▶ **ITENS ORIGINAIS**
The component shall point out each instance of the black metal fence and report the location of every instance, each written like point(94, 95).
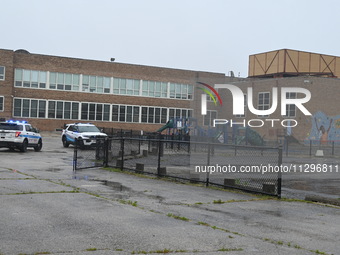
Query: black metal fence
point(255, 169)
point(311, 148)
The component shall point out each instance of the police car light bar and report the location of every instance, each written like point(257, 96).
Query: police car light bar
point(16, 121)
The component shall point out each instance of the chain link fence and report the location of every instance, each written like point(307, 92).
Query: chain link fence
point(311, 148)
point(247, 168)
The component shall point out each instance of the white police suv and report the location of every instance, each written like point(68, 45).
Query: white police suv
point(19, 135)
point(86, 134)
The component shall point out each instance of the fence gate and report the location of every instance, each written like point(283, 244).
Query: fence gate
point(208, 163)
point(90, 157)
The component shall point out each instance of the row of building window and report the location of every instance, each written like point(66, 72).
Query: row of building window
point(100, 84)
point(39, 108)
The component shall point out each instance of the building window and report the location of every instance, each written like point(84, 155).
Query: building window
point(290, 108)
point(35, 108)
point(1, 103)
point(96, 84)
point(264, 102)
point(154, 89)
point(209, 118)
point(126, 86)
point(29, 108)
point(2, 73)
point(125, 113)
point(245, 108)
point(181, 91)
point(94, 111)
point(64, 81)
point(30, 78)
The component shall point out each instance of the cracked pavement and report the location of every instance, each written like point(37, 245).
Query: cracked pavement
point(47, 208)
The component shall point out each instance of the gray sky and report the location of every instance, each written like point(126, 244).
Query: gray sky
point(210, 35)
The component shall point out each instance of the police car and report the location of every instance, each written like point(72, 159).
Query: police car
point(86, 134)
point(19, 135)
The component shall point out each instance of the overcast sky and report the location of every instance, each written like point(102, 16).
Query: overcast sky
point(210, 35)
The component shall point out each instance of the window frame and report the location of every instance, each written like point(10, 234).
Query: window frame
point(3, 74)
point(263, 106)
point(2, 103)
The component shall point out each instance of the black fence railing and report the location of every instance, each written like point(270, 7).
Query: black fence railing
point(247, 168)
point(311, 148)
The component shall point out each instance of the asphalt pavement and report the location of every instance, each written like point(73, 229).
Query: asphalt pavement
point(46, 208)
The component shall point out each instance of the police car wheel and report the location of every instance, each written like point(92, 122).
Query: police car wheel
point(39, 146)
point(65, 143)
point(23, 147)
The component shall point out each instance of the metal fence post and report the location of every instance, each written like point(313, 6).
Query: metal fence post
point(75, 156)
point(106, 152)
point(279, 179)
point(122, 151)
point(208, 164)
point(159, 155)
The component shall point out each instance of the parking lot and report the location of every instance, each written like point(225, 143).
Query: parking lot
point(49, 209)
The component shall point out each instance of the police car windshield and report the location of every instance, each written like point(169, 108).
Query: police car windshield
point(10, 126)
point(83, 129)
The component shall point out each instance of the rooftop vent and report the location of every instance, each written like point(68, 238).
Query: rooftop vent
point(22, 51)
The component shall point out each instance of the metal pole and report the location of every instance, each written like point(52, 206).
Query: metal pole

▶ **TRABALHO SOLICITADO**
Reproduza literalmente os itens desde o início até a linha que contém "point(39, 108)", incluindo ambas as extremidades. Omita as imagens na resposta.

▶ **RESULTADO ABAIXO**
The component shall point out each instance of the black metal fence and report the location of every instance, each written like point(94, 95).
Query: black metal fence
point(255, 169)
point(311, 148)
The component shall point out each instance of the police car light bar and report the location of every instance, each written like point(257, 96).
Query: police car light bar
point(16, 121)
The component shall point out each instance of the chain link fence and report the location of every instance, each written like point(307, 92).
Query: chain link fence
point(311, 148)
point(247, 168)
The component shall point out each instance of the white police suv and report the location of every instance, each written like point(68, 45).
Query: white police suv
point(19, 135)
point(86, 134)
The component shall point out each instance of the fence gate and report the location of every instance, each written like point(283, 244).
Query: fence gate
point(208, 163)
point(90, 157)
The component shall point out each instance of the row of building window and report the location of every instance, each written like point(66, 72).
Query: row of building window
point(100, 84)
point(39, 108)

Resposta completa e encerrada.